[Exercise goal]: Please repeat each of the lines below word for word, leaving the pictures out of your answer.

[Record set]:
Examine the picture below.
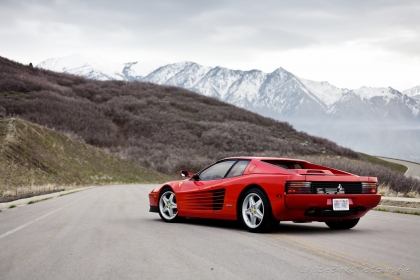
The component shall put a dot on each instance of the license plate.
(340, 204)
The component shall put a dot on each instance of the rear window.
(284, 164)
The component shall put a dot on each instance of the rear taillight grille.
(369, 188)
(295, 187)
(298, 187)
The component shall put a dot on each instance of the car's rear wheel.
(168, 209)
(344, 224)
(255, 211)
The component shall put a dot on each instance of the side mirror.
(185, 173)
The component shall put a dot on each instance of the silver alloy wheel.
(253, 210)
(167, 205)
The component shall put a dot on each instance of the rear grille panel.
(333, 187)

[Task solution]:
Examine the picture below.
The component shall put a dot on each instance of the license plate.
(340, 204)
The component shall put a dot on each instance of the rear window.
(284, 164)
The component shall put a dot on each instance of the rear taillight grille.
(369, 188)
(295, 187)
(298, 187)
The component shall put a dot on each instance of the car's rear wheel.
(168, 209)
(344, 224)
(255, 211)
The component shall put a dot on each instance of the side mirror.
(185, 173)
The component shall put a dot on each instance of the silver alloy wheel.
(253, 210)
(167, 205)
The component shall put a dot on each instance of the rear grille panel.
(333, 187)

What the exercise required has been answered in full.